- Set problem:
Please write out the data below word for word, leaving the pictures out.

- Provided data:

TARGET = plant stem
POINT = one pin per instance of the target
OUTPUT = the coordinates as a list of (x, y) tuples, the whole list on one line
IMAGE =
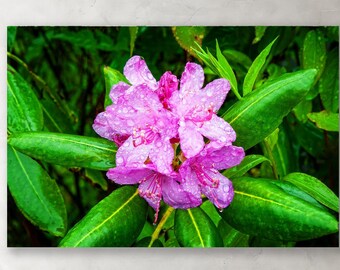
[(158, 229)]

- Response to the task:
TARGET = plant stem
POINT = one pin per instance of the target
OUTPUT = the coordinates as a list of (x, y) tuples, the whole list on one line
IMAGE =
[(158, 229)]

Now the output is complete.